Problem: From the line containing "Annotation task — pin every instance of the jacket sleeve" down to the last line of the material, return those lines verbatim and only those.

Source data:
☆ ☆ ☆ ☆

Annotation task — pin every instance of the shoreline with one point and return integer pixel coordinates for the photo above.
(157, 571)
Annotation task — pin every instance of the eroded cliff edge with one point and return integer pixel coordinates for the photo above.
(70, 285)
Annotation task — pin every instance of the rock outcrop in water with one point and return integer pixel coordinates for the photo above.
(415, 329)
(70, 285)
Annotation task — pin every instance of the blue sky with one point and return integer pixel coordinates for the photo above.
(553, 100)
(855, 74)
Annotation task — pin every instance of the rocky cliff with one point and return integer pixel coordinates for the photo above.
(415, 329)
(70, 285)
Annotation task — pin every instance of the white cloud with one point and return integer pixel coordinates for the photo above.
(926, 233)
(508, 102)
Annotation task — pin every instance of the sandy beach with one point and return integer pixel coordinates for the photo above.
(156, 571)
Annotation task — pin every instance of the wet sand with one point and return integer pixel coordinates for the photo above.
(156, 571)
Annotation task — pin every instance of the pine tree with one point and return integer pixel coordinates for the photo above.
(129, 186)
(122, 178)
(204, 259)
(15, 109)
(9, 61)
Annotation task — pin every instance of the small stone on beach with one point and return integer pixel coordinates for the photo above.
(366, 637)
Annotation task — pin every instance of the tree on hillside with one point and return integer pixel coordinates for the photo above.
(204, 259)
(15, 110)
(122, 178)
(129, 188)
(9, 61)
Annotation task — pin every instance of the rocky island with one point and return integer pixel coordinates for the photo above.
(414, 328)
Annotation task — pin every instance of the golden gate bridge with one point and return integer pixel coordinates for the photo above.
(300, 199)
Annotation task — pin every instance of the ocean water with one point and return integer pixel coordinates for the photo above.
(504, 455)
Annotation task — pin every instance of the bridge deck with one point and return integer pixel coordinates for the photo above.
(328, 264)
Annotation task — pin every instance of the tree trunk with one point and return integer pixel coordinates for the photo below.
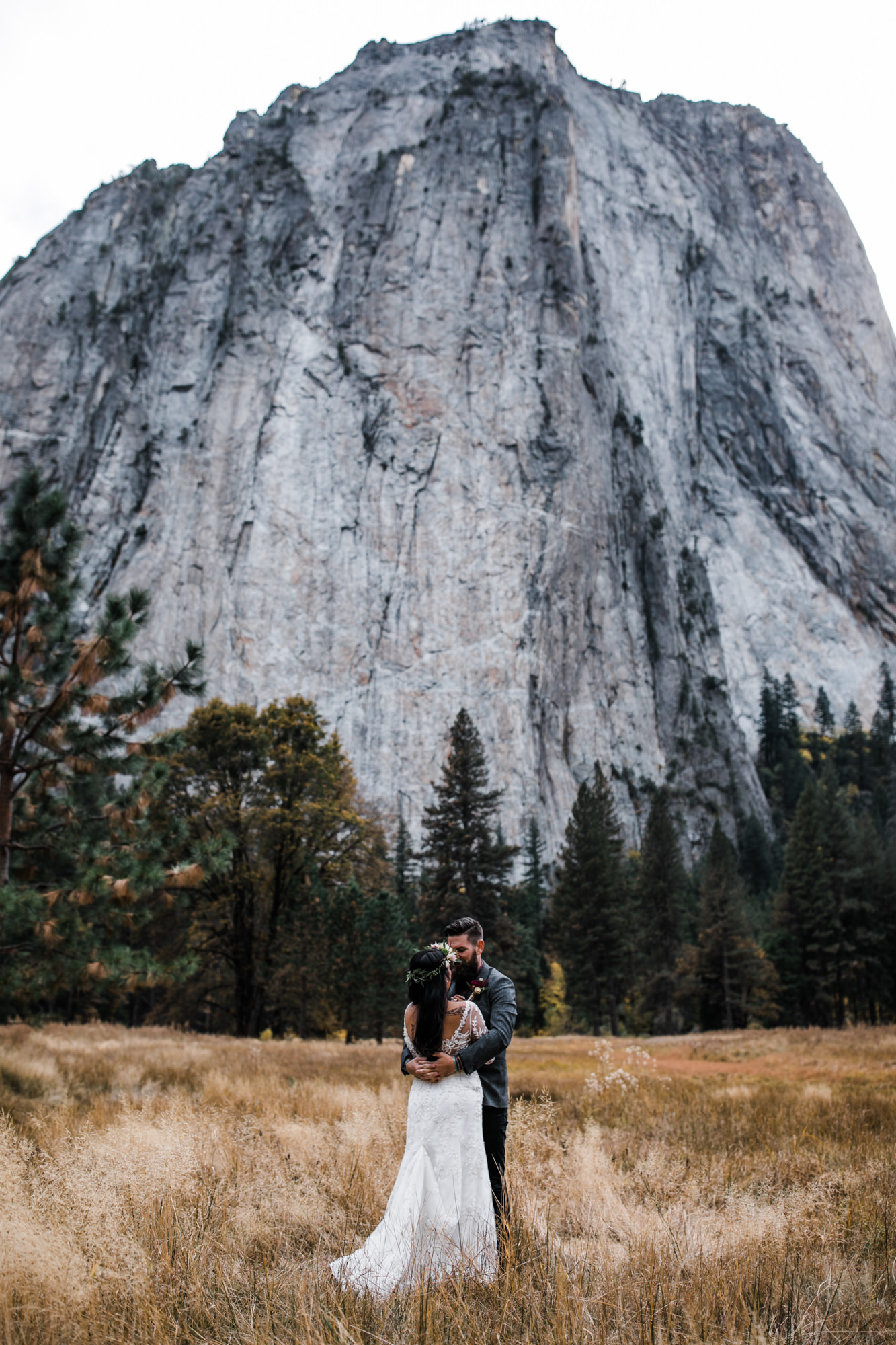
(303, 1011)
(729, 1017)
(244, 970)
(6, 806)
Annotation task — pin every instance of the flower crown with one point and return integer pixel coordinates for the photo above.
(448, 958)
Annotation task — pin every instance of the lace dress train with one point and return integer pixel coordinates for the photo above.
(440, 1219)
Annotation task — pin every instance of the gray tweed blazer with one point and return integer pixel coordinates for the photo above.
(498, 1007)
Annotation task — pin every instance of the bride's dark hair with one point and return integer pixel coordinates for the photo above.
(431, 997)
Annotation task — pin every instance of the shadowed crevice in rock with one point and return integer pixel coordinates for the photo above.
(464, 381)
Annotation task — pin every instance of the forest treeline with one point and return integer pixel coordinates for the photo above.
(229, 876)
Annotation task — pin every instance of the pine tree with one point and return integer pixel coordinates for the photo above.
(77, 872)
(661, 892)
(759, 861)
(790, 711)
(528, 910)
(727, 978)
(852, 720)
(466, 864)
(280, 796)
(818, 907)
(836, 950)
(799, 909)
(591, 910)
(823, 715)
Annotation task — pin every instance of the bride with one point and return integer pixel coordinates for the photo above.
(440, 1219)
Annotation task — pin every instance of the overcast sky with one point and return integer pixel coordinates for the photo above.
(91, 89)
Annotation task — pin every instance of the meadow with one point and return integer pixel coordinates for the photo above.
(165, 1187)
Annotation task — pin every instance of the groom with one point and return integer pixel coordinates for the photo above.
(497, 1000)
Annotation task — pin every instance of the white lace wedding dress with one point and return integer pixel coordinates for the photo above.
(440, 1219)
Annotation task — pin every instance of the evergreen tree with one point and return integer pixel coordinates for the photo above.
(823, 715)
(529, 914)
(591, 910)
(770, 726)
(725, 978)
(803, 894)
(758, 860)
(852, 720)
(279, 796)
(836, 952)
(79, 876)
(661, 892)
(466, 863)
(368, 954)
(819, 907)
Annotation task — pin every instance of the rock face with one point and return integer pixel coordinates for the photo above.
(464, 381)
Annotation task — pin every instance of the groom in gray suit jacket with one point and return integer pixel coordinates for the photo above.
(497, 1000)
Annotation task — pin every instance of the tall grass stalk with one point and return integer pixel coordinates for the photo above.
(162, 1187)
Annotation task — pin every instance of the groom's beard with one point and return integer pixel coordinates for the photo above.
(466, 972)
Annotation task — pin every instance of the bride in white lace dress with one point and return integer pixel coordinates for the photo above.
(440, 1218)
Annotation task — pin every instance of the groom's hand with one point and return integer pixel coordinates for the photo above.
(421, 1069)
(442, 1066)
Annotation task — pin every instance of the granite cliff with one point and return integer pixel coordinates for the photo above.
(464, 381)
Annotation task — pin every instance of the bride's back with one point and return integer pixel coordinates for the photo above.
(455, 1012)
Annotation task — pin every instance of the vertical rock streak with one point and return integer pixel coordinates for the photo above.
(463, 381)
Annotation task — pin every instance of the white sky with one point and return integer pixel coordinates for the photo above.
(93, 88)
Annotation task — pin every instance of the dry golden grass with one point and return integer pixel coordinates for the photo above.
(165, 1187)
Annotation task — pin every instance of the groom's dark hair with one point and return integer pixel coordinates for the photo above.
(464, 929)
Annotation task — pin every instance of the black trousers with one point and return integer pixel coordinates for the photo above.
(494, 1132)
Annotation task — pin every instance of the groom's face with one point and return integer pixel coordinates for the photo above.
(469, 957)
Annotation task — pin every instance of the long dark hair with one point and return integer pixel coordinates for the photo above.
(431, 997)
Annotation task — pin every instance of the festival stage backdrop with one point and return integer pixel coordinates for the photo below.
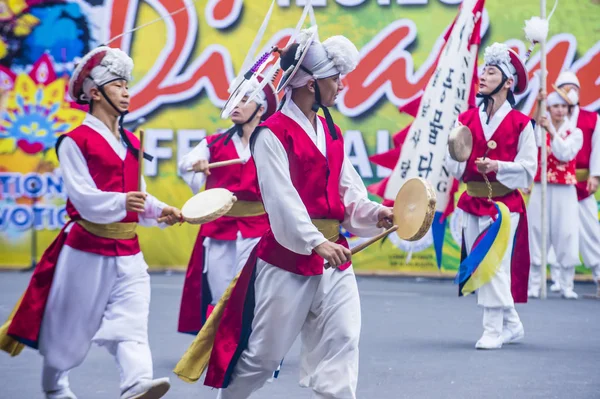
(183, 66)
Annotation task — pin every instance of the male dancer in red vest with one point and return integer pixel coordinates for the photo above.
(92, 284)
(509, 166)
(588, 173)
(309, 188)
(563, 143)
(223, 246)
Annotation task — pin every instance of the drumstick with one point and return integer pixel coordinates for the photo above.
(141, 160)
(222, 163)
(365, 244)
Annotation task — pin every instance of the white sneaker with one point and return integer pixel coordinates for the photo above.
(489, 342)
(65, 393)
(569, 294)
(555, 287)
(510, 335)
(148, 389)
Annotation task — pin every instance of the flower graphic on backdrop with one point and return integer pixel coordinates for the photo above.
(16, 21)
(37, 110)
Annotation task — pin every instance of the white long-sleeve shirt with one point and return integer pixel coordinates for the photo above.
(94, 205)
(202, 152)
(595, 155)
(564, 148)
(516, 174)
(292, 226)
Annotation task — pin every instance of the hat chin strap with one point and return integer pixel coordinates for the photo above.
(122, 114)
(318, 104)
(236, 128)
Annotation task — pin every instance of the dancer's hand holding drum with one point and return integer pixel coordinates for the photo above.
(201, 167)
(206, 206)
(171, 215)
(385, 217)
(335, 254)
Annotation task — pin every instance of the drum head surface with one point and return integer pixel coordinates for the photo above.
(460, 143)
(414, 209)
(208, 205)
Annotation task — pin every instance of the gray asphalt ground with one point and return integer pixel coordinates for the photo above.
(417, 341)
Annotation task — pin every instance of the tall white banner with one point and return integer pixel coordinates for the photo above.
(445, 97)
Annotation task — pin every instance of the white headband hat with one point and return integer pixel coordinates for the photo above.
(97, 68)
(554, 99)
(261, 97)
(567, 77)
(335, 56)
(497, 55)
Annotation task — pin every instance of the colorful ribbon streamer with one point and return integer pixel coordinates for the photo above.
(485, 258)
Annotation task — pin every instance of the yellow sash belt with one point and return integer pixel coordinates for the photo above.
(246, 209)
(330, 228)
(582, 174)
(116, 231)
(479, 189)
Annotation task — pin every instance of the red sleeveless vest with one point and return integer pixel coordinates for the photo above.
(241, 180)
(111, 174)
(316, 178)
(507, 137)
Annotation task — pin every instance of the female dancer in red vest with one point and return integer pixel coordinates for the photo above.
(510, 166)
(563, 143)
(92, 284)
(309, 188)
(587, 172)
(223, 246)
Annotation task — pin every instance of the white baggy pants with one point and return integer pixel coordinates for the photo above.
(98, 299)
(324, 310)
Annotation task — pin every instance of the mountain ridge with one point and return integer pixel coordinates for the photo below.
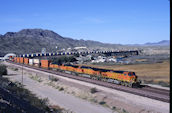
(33, 40)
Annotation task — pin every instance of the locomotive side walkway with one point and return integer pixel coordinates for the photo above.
(130, 99)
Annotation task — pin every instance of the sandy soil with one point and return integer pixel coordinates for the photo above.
(118, 100)
(156, 71)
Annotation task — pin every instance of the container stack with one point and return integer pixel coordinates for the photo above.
(21, 60)
(45, 63)
(36, 62)
(31, 62)
(26, 60)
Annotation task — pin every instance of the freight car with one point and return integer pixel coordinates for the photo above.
(124, 78)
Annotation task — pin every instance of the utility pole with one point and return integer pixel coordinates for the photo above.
(22, 75)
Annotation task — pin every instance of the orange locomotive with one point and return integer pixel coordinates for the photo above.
(118, 77)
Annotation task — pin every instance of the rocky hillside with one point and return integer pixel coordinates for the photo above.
(33, 40)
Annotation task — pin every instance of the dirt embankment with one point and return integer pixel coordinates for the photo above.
(115, 100)
(150, 72)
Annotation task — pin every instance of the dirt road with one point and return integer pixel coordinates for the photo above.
(58, 97)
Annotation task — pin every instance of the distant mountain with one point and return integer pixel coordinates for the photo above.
(33, 40)
(161, 43)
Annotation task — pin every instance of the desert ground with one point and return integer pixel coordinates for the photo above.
(78, 93)
(155, 72)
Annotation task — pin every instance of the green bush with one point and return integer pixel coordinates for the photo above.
(3, 70)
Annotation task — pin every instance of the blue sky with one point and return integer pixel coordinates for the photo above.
(109, 21)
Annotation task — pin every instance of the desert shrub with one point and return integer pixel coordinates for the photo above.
(3, 70)
(61, 89)
(93, 90)
(164, 84)
(63, 59)
(102, 102)
(53, 78)
(15, 69)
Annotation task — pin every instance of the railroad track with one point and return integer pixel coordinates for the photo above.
(145, 91)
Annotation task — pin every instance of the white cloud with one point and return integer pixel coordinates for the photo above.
(92, 20)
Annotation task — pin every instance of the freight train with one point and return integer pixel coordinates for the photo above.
(125, 78)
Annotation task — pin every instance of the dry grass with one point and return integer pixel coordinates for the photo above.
(156, 71)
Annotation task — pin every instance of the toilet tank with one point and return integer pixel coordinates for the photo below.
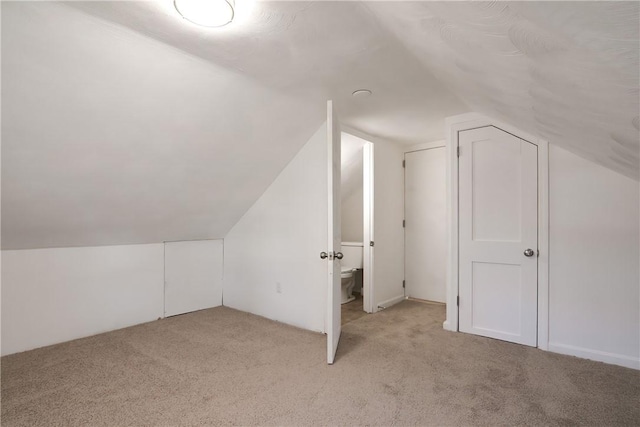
(352, 252)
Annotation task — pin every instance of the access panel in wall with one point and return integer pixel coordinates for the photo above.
(193, 276)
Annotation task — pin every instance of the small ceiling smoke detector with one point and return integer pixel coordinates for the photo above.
(361, 93)
(207, 13)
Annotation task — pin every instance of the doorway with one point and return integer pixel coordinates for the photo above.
(425, 223)
(497, 279)
(356, 196)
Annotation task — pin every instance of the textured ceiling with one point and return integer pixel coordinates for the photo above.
(123, 124)
(565, 71)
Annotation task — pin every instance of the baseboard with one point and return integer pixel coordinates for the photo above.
(388, 303)
(600, 356)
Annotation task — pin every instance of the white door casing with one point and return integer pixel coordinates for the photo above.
(498, 222)
(334, 234)
(425, 231)
(193, 276)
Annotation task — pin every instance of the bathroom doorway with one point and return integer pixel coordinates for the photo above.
(356, 226)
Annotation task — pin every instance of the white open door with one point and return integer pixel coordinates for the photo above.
(333, 255)
(498, 237)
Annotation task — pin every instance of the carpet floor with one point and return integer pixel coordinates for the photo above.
(225, 367)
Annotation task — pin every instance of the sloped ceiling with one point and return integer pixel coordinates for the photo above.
(565, 71)
(122, 124)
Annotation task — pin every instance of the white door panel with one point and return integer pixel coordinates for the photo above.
(498, 219)
(334, 235)
(425, 224)
(193, 276)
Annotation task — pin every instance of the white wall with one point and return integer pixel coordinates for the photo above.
(60, 294)
(351, 181)
(388, 215)
(594, 276)
(352, 216)
(272, 255)
(55, 295)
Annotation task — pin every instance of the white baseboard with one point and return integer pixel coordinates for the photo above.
(600, 356)
(388, 303)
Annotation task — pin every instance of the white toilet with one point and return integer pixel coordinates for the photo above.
(351, 262)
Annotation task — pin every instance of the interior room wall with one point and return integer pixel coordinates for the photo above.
(59, 294)
(593, 262)
(352, 216)
(271, 256)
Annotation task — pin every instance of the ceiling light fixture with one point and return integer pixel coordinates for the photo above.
(207, 13)
(361, 93)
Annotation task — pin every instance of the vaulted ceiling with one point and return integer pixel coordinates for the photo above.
(121, 123)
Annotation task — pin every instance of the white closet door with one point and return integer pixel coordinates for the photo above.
(498, 214)
(193, 276)
(425, 224)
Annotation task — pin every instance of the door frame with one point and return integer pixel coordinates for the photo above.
(454, 125)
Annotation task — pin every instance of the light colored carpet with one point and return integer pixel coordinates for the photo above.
(396, 367)
(353, 310)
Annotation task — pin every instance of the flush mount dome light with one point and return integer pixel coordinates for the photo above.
(361, 93)
(207, 13)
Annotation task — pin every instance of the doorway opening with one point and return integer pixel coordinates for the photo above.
(425, 227)
(356, 195)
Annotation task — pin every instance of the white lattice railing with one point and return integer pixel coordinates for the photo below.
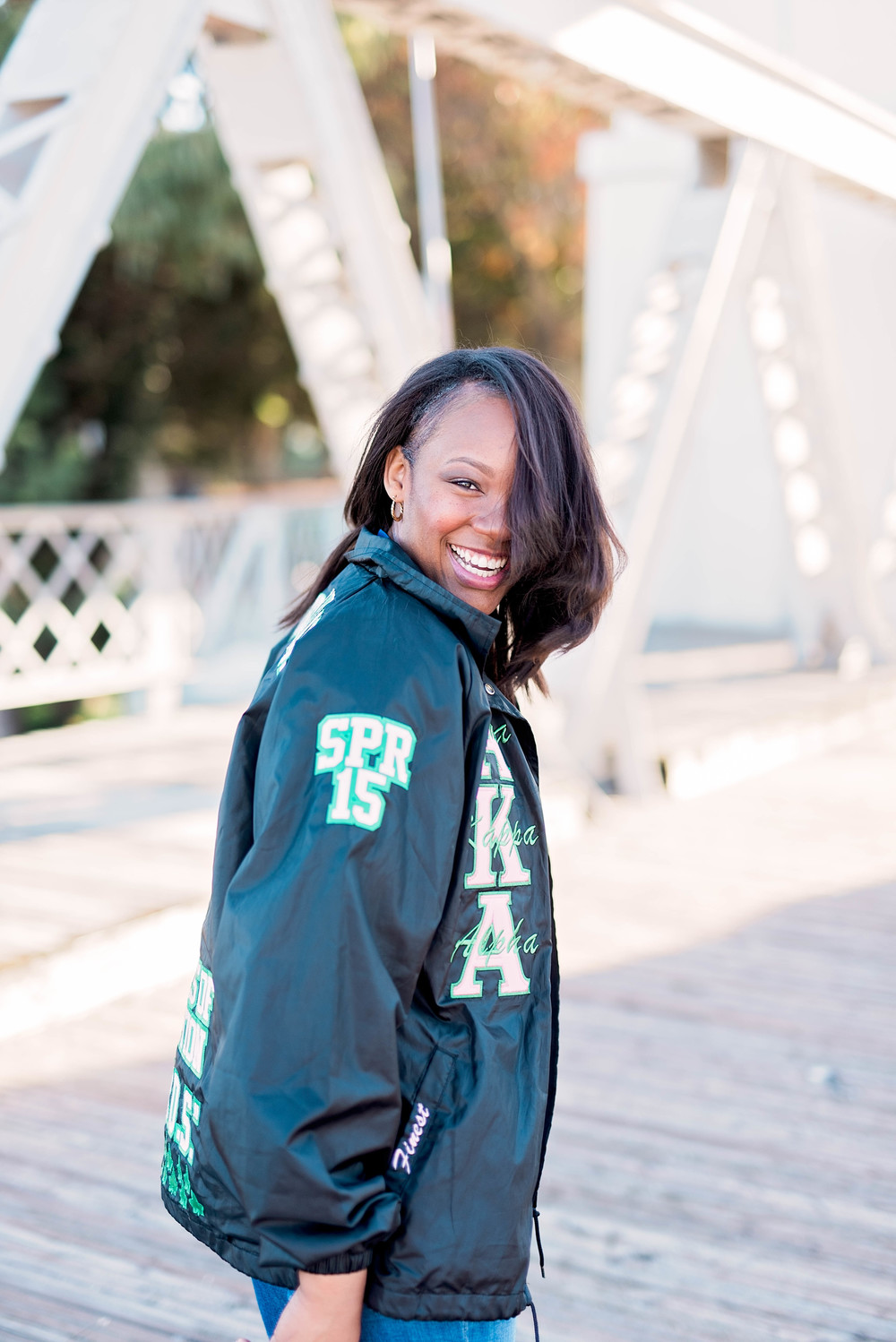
(108, 598)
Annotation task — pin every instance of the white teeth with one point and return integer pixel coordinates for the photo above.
(478, 563)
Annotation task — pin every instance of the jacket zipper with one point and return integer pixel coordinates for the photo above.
(552, 1086)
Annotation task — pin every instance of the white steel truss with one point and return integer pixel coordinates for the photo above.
(80, 93)
(757, 245)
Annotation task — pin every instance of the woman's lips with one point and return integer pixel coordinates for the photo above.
(478, 568)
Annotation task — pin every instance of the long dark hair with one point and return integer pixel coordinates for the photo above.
(564, 553)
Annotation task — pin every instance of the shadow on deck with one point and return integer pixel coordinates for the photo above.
(720, 1169)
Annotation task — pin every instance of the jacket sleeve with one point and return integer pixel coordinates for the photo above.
(323, 934)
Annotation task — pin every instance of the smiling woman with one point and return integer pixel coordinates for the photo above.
(372, 1034)
(480, 470)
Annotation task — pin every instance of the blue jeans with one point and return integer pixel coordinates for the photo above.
(377, 1328)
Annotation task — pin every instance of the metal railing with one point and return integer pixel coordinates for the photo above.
(108, 598)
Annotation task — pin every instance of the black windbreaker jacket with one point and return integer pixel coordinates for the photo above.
(366, 1069)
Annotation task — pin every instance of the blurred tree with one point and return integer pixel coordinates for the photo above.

☆ ☆ ☆ ☆

Written reply:
Annotation task — pin every instance of the jacket sleeve with one point and return integer pixel coordinates for the photo above.
(323, 934)
Annotation task — pin every instance of the smiling woman with one point and return integer pixel coordinates for the photo above.
(372, 1034)
(480, 470)
Annotation task — pin every instance of the blue jeans with one point and return integer pixel coordinates for the photo above.
(377, 1328)
Annotation task — pin every instance of the metal railing with one point and return integer pixel coordinates for the photo above.
(108, 598)
Annotation task — pin every instance of the black windbreaker jacket with one point and return integer pixel coordinates for the photo above.
(366, 1069)
Annotation task — pin every instance of the blurred tree with one point and return integer pixel coordinates for the photo above.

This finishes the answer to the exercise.